[LISTED RECORDS]
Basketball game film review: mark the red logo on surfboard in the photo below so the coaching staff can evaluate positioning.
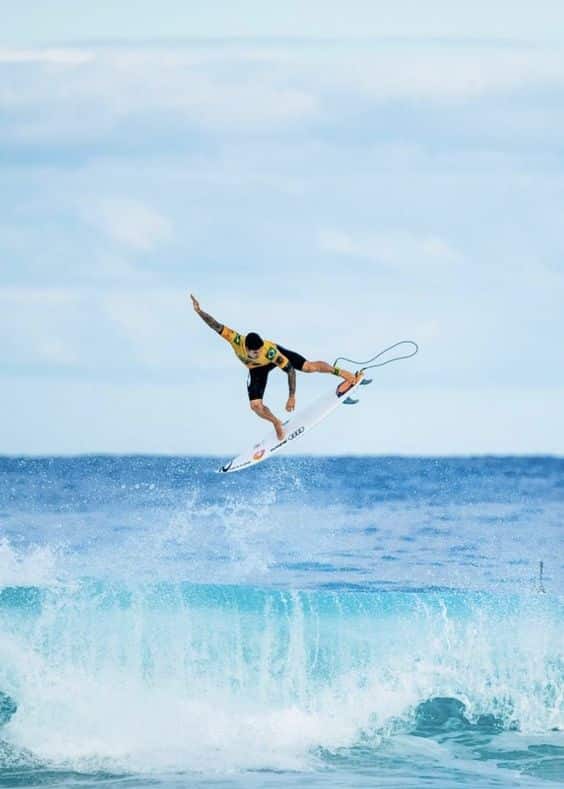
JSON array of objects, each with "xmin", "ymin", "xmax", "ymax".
[{"xmin": 253, "ymin": 448, "xmax": 266, "ymax": 461}]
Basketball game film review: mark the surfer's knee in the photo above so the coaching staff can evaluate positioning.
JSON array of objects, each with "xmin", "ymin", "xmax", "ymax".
[
  {"xmin": 302, "ymin": 361, "xmax": 315, "ymax": 373},
  {"xmin": 249, "ymin": 399, "xmax": 264, "ymax": 413}
]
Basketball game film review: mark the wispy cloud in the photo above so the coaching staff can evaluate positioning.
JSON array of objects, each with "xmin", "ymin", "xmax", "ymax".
[
  {"xmin": 0, "ymin": 287, "xmax": 83, "ymax": 368},
  {"xmin": 2, "ymin": 42, "xmax": 563, "ymax": 152},
  {"xmin": 318, "ymin": 48, "xmax": 564, "ymax": 101},
  {"xmin": 0, "ymin": 48, "xmax": 94, "ymax": 65},
  {"xmin": 0, "ymin": 46, "xmax": 319, "ymax": 145},
  {"xmin": 318, "ymin": 229, "xmax": 462, "ymax": 267},
  {"xmin": 84, "ymin": 198, "xmax": 173, "ymax": 252}
]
[/LISTED RECORDS]
• WHAT TO PRODUCE: Whenever a line of the data includes "above", copy that line.

• SOLUTION TO THIS EXERCISE:
Basketball game film review: mark the surfer's knee in the photo above so the coaching staff can evaluate positioning.
Basketball game film review: mark the wispy cloud in the photo above so the coaching staff can evaluate positioning.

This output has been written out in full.